Aim
Every record below is to be retyped exactly.

Records from a dataset:
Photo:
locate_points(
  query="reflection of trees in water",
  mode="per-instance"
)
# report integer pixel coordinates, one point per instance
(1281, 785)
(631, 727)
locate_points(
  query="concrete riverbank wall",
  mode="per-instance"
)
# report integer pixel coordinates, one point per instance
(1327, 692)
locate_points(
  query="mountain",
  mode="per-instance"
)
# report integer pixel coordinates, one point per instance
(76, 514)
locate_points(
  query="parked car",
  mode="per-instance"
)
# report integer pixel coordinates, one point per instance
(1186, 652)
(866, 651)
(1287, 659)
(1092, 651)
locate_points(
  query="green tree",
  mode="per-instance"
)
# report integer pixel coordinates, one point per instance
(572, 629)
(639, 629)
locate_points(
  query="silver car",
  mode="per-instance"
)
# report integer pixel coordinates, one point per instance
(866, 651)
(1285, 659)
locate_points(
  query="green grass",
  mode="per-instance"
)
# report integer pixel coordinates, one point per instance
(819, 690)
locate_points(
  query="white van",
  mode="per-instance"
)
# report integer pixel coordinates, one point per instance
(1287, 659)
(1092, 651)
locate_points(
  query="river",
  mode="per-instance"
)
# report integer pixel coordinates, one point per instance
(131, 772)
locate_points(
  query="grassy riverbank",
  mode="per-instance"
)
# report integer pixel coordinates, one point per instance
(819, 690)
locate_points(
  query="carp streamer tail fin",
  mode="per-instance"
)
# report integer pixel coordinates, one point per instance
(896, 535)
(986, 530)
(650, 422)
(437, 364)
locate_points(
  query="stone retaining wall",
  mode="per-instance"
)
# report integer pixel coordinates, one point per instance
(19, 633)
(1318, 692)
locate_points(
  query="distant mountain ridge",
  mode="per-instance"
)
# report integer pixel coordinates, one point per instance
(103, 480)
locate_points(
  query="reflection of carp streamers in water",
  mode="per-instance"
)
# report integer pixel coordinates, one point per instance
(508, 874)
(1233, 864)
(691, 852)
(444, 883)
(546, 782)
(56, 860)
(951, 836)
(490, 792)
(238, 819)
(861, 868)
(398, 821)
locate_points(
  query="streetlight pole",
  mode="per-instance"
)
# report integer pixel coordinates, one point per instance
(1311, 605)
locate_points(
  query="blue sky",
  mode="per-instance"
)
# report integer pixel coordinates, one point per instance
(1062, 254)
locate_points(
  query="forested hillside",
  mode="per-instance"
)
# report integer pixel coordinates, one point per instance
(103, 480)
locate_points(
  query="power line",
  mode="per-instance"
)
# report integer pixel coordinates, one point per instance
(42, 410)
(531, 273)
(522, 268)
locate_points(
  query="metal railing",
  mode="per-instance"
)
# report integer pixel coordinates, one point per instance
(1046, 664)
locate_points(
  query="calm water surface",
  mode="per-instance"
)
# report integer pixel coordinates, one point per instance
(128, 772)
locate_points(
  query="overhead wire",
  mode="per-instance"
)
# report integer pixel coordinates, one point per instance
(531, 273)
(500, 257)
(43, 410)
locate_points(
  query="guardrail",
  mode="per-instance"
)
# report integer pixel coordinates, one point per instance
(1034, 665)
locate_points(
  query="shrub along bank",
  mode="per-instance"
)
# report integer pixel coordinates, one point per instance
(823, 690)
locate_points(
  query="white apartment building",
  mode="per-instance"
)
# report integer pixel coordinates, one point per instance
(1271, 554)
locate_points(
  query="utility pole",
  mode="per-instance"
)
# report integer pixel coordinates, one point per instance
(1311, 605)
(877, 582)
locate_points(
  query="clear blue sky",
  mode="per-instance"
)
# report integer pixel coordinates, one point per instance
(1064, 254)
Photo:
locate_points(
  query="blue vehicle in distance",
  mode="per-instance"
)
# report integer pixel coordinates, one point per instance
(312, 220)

Result for this exercise
Photo:
locate_points(
  query="reflection of trees in water",
  mode="per-instance"
)
# report integer pixel coordinates, one point per instance
(1281, 785)
(631, 727)
locate_points(
  query="concrete riverbank wall",
  mode="per-instance"
)
# report integer pixel coordinates, one point per instance
(1327, 692)
locate_points(
  query="mountain",
  mode="per-instance"
)
# report integer pixel coordinates, one point per instance
(76, 514)
locate_points(
  query="parked car",
  mode="per-instance"
)
# report integer pixel coordinates, one point per instance
(1186, 652)
(866, 651)
(1287, 659)
(1092, 651)
locate_points(
  query="green tree",
  mode="per-instance"
)
# report integer pixel coordinates, one point per instance
(572, 629)
(639, 629)
locate_points(
  query="silver car",
  mode="per-instance"
)
# report integer pixel coordinates, one point per instance
(866, 651)
(1285, 659)
locate_points(
  query="green grass",
  mode="per-instance"
)
# report integer pixel coordinates, one point per instance
(819, 690)
locate_points(
  query="white van",
  mode="per-instance"
)
# report integer pixel coordinates, one point per instance
(1287, 659)
(1092, 651)
locate_points(
  query="river",
  mode="per-instance"
)
# report integer pixel coordinates, one point per instance
(131, 772)
locate_points(
  query="grassy riverbank",
  mode="per-instance"
)
# report integer pixel coordinates, one point per instance
(819, 690)
locate_points(
  query="carp streamer tail fin",
  mode="per-instance"
)
# report integer pixel coordinates, one point per instance
(896, 535)
(986, 530)
(650, 422)
(437, 364)
locate_points(
  query="stone retaining wall",
  mode="per-instance"
)
# report integer pixel coordinates, one point per instance
(19, 633)
(1318, 692)
locate_points(
  query="distant mountain ridge",
  mode="per-instance"
)
# report integer pixel coordinates, one point per instance
(103, 480)
locate_points(
  query="reflection of carp streamers in water",
  mode="per-instance"
)
# report integer pixel coordinates, one point per instance
(508, 874)
(1233, 864)
(691, 852)
(444, 883)
(546, 782)
(56, 860)
(951, 836)
(490, 792)
(238, 819)
(861, 868)
(398, 821)
locate_points(
  query="streetlight pole",
  mode="per-instance"
)
# report integer pixel coordinates, one point per instance
(1311, 605)
locate_points(
  query="blue sky",
  mode="per-instance"
)
# report integer pixel coordinates, one point per instance
(1062, 254)
locate_points(
  query="forested hillside",
  mode="per-instance"
)
# report integer pixel coordinates, one point per instance
(103, 480)
locate_points(
  query="power line",
  mode="per-instance"
)
# report integer pixel coordinates, one point per instance
(42, 410)
(531, 273)
(522, 268)
locate_points(
  query="metal railing",
  mode="per-instance"
)
# report integer pixel coordinates, one point per instance
(1046, 664)
locate_points(
  query="calm water surface",
  mode="per-instance"
)
# report integer pixel coordinates, one point per instance
(128, 772)
locate_points(
  query="overhead wire",
  mode="per-instance"
)
# report integer pixel coordinates, one point per instance
(531, 273)
(500, 257)
(43, 410)
locate_points(
  query="guardrail",
  mode="per-instance"
)
# report integer pixel coordinates, one point per instance
(1034, 665)
locate_points(
  query="shrub along bank",
  mode="per-instance"
)
# report integer pixel coordinates, one point per instance
(823, 690)
locate_points(
  query="white apartment building",
  mode="per-instance"
)
# report integer pixel coordinates, one point per instance
(1271, 554)
locate_points(
  query="utility pole",
  mode="per-instance"
)
# report integer pixel coordinates, one point per instance
(1311, 605)
(877, 582)
locate_points(
  query="clear blue sky",
  mode="per-instance"
)
# report integer pixel coordinates, one point per instance
(1064, 254)
Photo:
locate_points(
  query="blue vehicle in distance",
  mode="per-instance"
)
# report integer pixel coordinates, one point per instance
(312, 220)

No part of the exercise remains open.